Pernyataan senada dilontarkan Prof. Ningrum Natasya Sirait, Guru Besar Fakultas Hukum USU Medan. ”Pembuktian fixed pricing (kartel) sebagai pelanggaran terhadap Pasal 5 itu tidak gampang, karena ini adalah kejatahan paling ekstrem dalam persaingan usaha. Sehingga, kalau benar-benar terbukti, tidak ada pembenaran ataupun pembelaan yang dapat dilakukan,” ujarnya.
Namun, Ningrum menegaskan, bukti-bukti yang disertakan KPPU dalam menetapkan putusannya sangat lemah dan dinilainya tidak fair. ”Secara kelimuan pun tidak dapat diterima. KPPU seharusnya mendasarkan tuntutannya pada alat-alat bukti yang sah. Tetapi, KPPU hanya membuktikannya dengan melakukan uji statistik dengan data yang tidak lengkap dan didasarkan pada asumsi KPPU sendiri,” paparnya.
++++++++
PERINTAH TUGAS 1 ▸ Ambil semua baris dalam catatan yang mengandung kata "bark", dengan membedakan huruf besar dan huruf kecil.
Kutipan ini dan catatan sesudahnya berasal dari sumber yang berlainan.

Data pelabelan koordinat
++++++++
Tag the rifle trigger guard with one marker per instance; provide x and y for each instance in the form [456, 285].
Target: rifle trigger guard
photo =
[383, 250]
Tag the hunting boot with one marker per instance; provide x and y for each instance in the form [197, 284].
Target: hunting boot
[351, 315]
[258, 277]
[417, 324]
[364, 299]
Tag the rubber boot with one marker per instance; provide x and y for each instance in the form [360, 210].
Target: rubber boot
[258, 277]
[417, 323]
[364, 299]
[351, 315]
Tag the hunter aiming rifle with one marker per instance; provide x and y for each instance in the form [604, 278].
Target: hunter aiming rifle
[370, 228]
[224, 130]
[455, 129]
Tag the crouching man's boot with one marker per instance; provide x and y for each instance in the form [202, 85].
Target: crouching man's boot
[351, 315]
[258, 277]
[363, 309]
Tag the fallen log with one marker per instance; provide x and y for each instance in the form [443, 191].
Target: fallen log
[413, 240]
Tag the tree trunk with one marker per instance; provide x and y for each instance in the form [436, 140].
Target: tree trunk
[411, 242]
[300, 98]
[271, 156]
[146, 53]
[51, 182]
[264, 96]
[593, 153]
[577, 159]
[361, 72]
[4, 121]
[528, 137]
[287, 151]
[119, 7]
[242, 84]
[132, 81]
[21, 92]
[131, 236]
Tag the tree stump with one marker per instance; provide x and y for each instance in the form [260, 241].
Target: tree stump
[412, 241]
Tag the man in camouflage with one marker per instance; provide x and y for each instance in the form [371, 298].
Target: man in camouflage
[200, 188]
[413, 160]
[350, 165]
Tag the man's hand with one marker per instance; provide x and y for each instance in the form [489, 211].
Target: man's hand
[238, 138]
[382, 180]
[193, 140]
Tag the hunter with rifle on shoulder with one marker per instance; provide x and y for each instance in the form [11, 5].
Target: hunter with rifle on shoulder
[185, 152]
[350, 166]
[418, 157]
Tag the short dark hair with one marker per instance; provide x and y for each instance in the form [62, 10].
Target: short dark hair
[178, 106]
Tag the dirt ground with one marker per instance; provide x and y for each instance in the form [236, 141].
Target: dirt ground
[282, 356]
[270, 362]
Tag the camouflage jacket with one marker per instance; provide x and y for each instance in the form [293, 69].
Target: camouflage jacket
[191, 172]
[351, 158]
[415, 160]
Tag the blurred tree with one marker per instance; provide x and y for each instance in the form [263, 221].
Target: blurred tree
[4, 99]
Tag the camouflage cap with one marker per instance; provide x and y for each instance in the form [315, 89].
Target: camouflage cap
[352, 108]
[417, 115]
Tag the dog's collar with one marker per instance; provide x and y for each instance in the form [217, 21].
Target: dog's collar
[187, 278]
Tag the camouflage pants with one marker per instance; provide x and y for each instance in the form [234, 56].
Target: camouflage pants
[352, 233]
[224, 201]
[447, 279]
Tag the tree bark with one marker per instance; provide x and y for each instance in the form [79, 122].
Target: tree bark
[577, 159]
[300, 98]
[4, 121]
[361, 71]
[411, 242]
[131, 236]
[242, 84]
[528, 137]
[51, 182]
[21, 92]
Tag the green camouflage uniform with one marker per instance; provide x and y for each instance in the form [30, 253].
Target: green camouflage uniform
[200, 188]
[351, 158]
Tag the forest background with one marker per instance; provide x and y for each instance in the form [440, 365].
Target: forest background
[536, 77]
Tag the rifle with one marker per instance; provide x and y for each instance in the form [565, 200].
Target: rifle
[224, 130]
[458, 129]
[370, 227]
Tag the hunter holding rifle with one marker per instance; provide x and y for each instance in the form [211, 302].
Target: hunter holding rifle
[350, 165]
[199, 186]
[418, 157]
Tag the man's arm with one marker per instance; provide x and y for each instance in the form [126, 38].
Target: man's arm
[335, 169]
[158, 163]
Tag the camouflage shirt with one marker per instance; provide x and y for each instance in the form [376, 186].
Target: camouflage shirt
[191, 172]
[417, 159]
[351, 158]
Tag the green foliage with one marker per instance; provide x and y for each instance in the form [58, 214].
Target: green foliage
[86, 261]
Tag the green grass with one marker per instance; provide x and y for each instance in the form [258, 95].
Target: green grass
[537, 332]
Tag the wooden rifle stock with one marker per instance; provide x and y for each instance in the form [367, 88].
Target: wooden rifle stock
++++++++
PERINTAH TUGAS 2 ▸ Lanjutkan kutipan tentang putusan KPPU, mulai sesudah kalimat terakhirnya.

JAWABAN LATIHAN 1 ▸
Tag the tree bark with one marker per instance; provide x and y for each instance in the form [79, 122].
Target: tree bark

JAWABAN LATIHAN 2 ▸
Terlebih, lanjutnya, terkait penetapan denda dan ganti rugi sekaligus kepada perusahaan penerbangan tertuduh. ”Pengenaan ganti rugi itu kan ada syarat, dan harus ada yang menutut. Tetapi perkara inisiatif seperti ini, apa bisa dibenarkan? Sementara KPPU sendiri dalam pedoman yang dibuatnya sendiri menegaskan bahwa perkara inisiatif tidak dikenakan ganti rugi. Ganti rugi haruslah didasarkan pada tuntutan. Sementara dalam kasus ini, siapa yang menutut ganti rugi? KPPU seringkali tidak konsisten terhadap aturannya sendiri,” ungkap Ningrum.
Baik Ningrum maupun Erman, menyatakan sepakat dengan dissenting opinion dari salah satu anggota majelis KPPU, Tri Anggraini, yang menyatakan bahwa ganti rugi yang sifatnya aktual hanya dapat diberikan kepada pihak lain yang dirugikan, di mana pihak lain yang dirugikan dimaksud bukanlah “negara”, sebagaimana tertuang dalam amar putusan KPPU, butir 15.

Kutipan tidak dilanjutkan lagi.